▶ _Written task_: Write out all of the data without omission, exactly as shown.

▶ _Records provided_:
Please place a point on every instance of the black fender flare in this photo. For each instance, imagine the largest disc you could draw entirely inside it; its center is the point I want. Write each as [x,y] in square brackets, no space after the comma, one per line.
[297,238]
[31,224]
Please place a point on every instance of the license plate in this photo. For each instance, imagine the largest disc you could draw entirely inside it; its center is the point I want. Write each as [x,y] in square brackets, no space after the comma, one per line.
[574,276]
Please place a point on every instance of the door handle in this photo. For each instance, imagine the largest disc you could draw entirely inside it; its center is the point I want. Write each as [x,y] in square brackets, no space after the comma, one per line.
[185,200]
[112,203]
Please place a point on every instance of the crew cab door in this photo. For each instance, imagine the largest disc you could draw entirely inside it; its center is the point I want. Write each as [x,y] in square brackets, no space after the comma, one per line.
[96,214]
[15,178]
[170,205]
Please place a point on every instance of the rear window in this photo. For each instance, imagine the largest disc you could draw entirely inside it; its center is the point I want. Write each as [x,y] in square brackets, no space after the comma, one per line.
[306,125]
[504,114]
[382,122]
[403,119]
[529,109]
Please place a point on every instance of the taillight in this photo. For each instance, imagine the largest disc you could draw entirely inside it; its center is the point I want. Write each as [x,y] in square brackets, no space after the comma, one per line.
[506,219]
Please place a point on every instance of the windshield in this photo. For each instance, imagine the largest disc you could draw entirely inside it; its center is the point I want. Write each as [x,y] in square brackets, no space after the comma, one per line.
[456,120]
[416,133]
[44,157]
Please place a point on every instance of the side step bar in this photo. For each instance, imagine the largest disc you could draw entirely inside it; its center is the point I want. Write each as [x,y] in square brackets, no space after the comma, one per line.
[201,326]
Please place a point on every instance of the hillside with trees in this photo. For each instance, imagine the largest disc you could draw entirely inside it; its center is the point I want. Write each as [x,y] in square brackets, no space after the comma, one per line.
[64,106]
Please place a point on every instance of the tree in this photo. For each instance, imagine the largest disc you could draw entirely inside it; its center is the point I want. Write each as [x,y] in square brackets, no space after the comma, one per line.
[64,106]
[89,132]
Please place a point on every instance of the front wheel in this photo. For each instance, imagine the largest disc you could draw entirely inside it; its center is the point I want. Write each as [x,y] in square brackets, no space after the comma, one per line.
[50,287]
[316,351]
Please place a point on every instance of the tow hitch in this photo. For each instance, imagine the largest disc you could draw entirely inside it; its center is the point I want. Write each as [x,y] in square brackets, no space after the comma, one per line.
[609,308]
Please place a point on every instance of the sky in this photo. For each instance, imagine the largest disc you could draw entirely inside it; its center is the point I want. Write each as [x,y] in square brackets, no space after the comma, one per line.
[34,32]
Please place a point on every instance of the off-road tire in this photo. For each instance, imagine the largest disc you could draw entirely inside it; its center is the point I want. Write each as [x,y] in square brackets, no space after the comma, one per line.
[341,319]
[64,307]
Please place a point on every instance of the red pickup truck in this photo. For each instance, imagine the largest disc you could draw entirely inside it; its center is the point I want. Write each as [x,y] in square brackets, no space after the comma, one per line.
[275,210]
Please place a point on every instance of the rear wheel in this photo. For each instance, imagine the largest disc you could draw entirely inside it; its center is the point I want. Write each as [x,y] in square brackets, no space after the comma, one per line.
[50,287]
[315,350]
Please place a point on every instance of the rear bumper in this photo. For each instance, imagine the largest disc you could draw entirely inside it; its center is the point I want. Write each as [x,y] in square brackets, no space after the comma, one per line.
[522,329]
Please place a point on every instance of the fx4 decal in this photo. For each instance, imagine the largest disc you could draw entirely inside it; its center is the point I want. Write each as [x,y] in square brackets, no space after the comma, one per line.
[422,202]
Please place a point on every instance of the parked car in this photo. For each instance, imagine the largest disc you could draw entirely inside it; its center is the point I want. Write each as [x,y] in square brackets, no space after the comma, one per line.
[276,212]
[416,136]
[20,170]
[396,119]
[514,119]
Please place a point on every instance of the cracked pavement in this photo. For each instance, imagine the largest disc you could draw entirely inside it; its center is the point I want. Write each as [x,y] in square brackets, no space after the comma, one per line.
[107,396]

▶ _Task output_:
Please place a point on every instance of the black fender flare in this photo. For each instance, imagine the largest disc you could draw entirely inside it; its center is the point I want. Write each as [x,y] in square brackets, no space after the comma, one per line.
[297,238]
[31,224]
Please place a point on every instance of the license plate in this photo. For each instance, imagine the largest disc you could draw entirely inside it; its center is the point I want. Write each as [x,y] in square brackets, no space after the comma, one per line.
[574,276]
Please place a point on every instance of the door handle in this photo. For each instance, imagine the largest disc you could draw entirely inside it; its center is the point I want. Write each as [x,y] in square brackets, no space after the comma, one per line.
[185,200]
[112,203]
Please place a point on every instance of the crew cab door in this photo. For each instance, imagine the largest disc you could draw entirely inside it; its center is the point I want. Write each as [x,y] in square brackets, no space after the comma, one per line.
[96,214]
[15,178]
[170,205]
Please place a point on every instance of the rear window in this photo. For each instance, imagine the largest disc you could draw entirely inside it; its center is the point I want. Write each as [x,y] in square brackets, no space after the comma, one per line.
[306,125]
[504,114]
[382,122]
[403,119]
[529,109]
Please place a point on every instance of the taillight in this photo. For each instance, imagine the largest disc you could draw entirely inside it; its center is the point I want. Write each as [x,y] in square brackets, no space after the comma, one per line.
[506,219]
Please place a point on every instance of the windshield in this photo. For each instance, imagine the largest disc you could draw entirely inside it; its center is the point I want. Write each as [x,y] in square brackets, no space after the comma, one per line.
[456,120]
[416,133]
[44,157]
Please place a point on every instance of the side step bar in this photo. For each instance, imagine the largest disc you could draw entirely inside it; its center is the point I want. Write each as [x,y] in square brackets, no space after the comma, one per line.
[201,326]
Please place a point on every instance of the hillside with trees in this photo. For each instance, imagine the largest disc you could draw entirely inside it; its center is the point I want. Write each as [x,y] in square brackets, no space after the comma, one per line.
[64,106]
Please place a point on every instance of the tree in this photo. For each instance, imagine the largest disc you could draw entirely inside it; its center is the point I want. Write each as [x,y] in square brackets, no space after the comma, one per line.
[64,106]
[89,132]
Please place a point on every instance of the front wheel in this photo. For each instance, imagine the largest disc you could draw entirely inside it; its center is the point I want. Write each as [x,y] in square brackets, no space after the comma, one per line.
[50,287]
[316,351]
Please place a point on every instance of the tow hitch in this photo. For each instance, imagine the largest disc you could draw entirely inside it; its center is the point I want. Write each as [x,y] in square brackets, no space after the comma, one per line.
[609,308]
Please place a point on every instance of the sky in this photo. For each instance, imagine the largest disc you could draw entirely inside it; its center is the point I want. Write each as [x,y] in square brackets, no space after the comma, one per line.
[34,32]
Please place a point on every instance of the off-road tire in this photo. For each instance, imagine the largest disc you could draw entirely inside it; its center is the point I want. Write each as [x,y] in square brackets, no space after the comma, one per line.
[341,319]
[64,307]
Please place a point on every instance of the red pickup truck in this photo. For each instance, imagine the largest disc you could draw entirely inside it; its center is the point I want. Write each as [x,y] in square brackets, no space after the comma, one per line.
[275,210]
Please place a point on every instance of the rear wheel in this photo. For each instance, imagine the largest disc you could draw entirely inside it; its center is the point I want. Write each as [x,y] in square brackets, no space after the comma, one per line.
[50,287]
[315,350]
Please place a point on every instance of the rear bumper in this photo. For each instance, imagine the largest disc you could draw entirely inside it; its center is the point I want. Write each as [x,y] in square brackets, no space after the comma, one per line.
[522,329]
Please place a point on every instance of the fx4 decal in this photo. For each instance, imagine the largest disc you could draw entirely inside it; its center is the point I want. Write each as [x,y] in square brackets, no space after the comma, one per line.
[422,202]
Please place a point on every instance of the parked car in this photo. For each instance, imagine the largest disc you could draw entirely inside it; its center is the point I want. Write each as [x,y] in square brackets, no space after the comma, one per line.
[276,212]
[416,136]
[20,170]
[396,119]
[514,119]
Please place a point on every instance of the cracked pavement in this photo. For each instance, imagine the largest disc you could draw entirely inside it; its center is the point I want. Write each as [x,y] in square brackets, no space after the comma, one per line.
[107,396]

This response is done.